ASSIGNMENT:
Within the listing below, the lines to output run from the one containing "Could you please drop a point on the squirrel's nose" through the one containing "Could you please drop a point on the red"; copy them exactly and nothing else.
====== THE DATA ======
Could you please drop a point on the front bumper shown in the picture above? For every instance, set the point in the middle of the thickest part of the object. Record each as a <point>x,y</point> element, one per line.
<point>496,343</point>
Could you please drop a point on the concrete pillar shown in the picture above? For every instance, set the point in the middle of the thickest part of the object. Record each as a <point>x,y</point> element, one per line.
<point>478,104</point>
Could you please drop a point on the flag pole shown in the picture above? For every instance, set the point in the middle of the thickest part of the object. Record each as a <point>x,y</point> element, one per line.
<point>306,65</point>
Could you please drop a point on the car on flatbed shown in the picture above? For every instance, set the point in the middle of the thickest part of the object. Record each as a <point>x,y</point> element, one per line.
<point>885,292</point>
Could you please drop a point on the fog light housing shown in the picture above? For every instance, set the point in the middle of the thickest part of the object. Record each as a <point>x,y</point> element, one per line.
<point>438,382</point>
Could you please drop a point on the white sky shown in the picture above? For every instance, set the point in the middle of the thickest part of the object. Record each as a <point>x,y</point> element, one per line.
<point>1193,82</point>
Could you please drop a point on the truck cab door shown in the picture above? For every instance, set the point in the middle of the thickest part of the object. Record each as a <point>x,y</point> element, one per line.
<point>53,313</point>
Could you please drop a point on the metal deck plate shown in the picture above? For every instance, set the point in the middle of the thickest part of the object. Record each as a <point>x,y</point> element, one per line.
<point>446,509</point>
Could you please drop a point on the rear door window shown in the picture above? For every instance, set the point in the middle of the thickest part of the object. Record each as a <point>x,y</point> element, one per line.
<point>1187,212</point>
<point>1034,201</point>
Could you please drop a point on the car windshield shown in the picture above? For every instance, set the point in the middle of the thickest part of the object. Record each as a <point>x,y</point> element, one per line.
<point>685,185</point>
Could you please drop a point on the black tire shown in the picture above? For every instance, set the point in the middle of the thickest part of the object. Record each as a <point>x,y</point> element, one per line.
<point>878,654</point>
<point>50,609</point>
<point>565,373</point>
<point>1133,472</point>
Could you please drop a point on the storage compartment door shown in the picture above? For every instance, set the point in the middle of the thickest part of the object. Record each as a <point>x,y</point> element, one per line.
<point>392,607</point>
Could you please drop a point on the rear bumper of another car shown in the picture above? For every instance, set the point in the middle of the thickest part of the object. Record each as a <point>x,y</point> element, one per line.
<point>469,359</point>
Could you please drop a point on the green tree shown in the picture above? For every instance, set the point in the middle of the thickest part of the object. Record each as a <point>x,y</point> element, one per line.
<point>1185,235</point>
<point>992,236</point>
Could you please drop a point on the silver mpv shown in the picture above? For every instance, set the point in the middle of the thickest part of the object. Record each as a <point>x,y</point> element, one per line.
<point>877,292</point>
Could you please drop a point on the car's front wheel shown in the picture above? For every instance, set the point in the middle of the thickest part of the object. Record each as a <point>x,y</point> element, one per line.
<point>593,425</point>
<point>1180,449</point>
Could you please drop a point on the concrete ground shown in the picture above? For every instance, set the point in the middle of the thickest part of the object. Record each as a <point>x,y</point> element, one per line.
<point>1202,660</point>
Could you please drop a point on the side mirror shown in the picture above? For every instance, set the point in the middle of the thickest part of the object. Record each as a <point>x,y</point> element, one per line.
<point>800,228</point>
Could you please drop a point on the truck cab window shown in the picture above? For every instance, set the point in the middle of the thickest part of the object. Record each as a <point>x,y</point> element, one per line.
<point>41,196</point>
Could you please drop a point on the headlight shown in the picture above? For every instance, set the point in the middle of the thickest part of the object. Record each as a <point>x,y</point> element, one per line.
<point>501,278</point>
======
====== THE DATA ======
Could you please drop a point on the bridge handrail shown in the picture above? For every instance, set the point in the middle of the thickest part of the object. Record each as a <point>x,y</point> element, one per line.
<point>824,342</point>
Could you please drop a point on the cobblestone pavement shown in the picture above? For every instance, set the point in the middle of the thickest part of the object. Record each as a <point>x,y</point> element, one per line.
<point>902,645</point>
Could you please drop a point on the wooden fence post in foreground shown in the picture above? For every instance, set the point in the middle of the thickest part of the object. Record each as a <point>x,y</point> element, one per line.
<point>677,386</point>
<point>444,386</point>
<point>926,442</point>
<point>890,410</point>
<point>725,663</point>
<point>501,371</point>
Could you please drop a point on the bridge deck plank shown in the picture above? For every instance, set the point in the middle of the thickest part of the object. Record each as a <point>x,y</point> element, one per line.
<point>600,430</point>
======
====== THE DATA ======
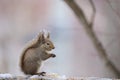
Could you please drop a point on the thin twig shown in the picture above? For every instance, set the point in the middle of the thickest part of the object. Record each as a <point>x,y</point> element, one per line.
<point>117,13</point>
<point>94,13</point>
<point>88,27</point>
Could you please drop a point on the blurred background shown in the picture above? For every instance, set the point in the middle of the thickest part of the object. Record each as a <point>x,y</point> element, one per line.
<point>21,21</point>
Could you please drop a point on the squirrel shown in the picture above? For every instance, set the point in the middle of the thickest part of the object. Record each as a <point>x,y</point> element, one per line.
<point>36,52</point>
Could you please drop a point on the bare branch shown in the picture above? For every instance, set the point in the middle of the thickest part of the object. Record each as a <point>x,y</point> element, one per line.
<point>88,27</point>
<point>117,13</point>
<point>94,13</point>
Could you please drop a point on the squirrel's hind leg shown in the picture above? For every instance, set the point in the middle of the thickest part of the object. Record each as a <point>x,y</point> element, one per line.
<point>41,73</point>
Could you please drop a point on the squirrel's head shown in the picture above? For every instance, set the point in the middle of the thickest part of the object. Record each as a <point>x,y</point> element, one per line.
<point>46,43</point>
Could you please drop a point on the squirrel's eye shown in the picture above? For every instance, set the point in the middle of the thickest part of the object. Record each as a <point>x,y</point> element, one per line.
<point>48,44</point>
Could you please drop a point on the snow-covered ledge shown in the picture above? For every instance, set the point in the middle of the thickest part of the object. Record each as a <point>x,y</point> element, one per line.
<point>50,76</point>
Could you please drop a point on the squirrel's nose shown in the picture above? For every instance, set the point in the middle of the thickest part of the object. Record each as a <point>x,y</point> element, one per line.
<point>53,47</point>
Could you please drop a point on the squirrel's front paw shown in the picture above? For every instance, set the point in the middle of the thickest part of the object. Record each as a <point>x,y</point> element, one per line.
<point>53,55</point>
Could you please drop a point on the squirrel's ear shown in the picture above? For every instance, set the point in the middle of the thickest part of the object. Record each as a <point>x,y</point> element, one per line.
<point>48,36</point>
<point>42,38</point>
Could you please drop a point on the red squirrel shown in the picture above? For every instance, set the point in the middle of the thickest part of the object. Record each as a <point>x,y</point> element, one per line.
======
THE COMPLETED TASK:
Could you please drop a point on the squirrel's nose shown in the picture above? For every instance, set the point in the middle of the thickest part of the object. Record each as a <point>x,y</point> element, one per line.
<point>53,47</point>
Could you please drop a point on the squirrel's front paw shown in the picture above? For every instance, set the point in the middle of the thickest part of the object. Record each as a <point>x,y</point> element, one per line.
<point>53,55</point>
Could you please drop a point on the squirrel's ear shown in the picture above? For every instance, set the point in the middle of the thickest part of the object. Record each as a <point>x,y</point> element, one per line.
<point>48,36</point>
<point>42,38</point>
Could you please drop a point on the red squirrel shown in the picture above? For every instance, set the point in the middle of the thickest part of the object. Record each as a <point>x,y</point> element, one per line.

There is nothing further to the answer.